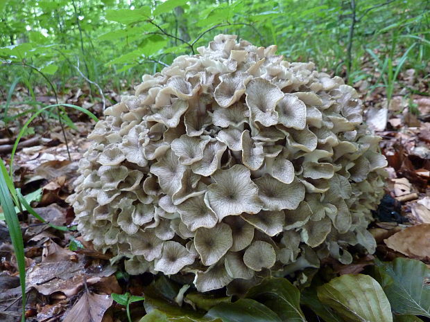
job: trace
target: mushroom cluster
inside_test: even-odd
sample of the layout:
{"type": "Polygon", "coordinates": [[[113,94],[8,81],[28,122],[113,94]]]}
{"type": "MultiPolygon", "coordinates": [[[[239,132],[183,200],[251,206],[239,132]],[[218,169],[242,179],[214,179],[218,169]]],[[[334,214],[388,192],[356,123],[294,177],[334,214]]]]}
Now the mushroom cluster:
{"type": "Polygon", "coordinates": [[[205,292],[369,253],[380,138],[355,90],[275,46],[219,35],[106,109],[69,198],[78,229],[130,274],[205,292]]]}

**Goal of the exercise**
Copy every line of the listing above word for word, leaving out the pictures.

**Task output**
job: trace
target: mushroom cluster
inside_test: even-odd
sample of the layout:
{"type": "Polygon", "coordinates": [[[113,94],[8,81],[28,122],[113,94]]]}
{"type": "MultiPolygon", "coordinates": [[[[239,132],[183,200],[251,206],[239,132]],[[218,169],[242,179],[214,179],[218,169]]],[[[334,214],[388,192],[356,123],[294,177],[334,214]]]]}
Now the mushroom cluster:
{"type": "Polygon", "coordinates": [[[205,292],[369,253],[380,138],[355,90],[275,46],[219,35],[106,109],[69,198],[78,229],[130,274],[205,292]]]}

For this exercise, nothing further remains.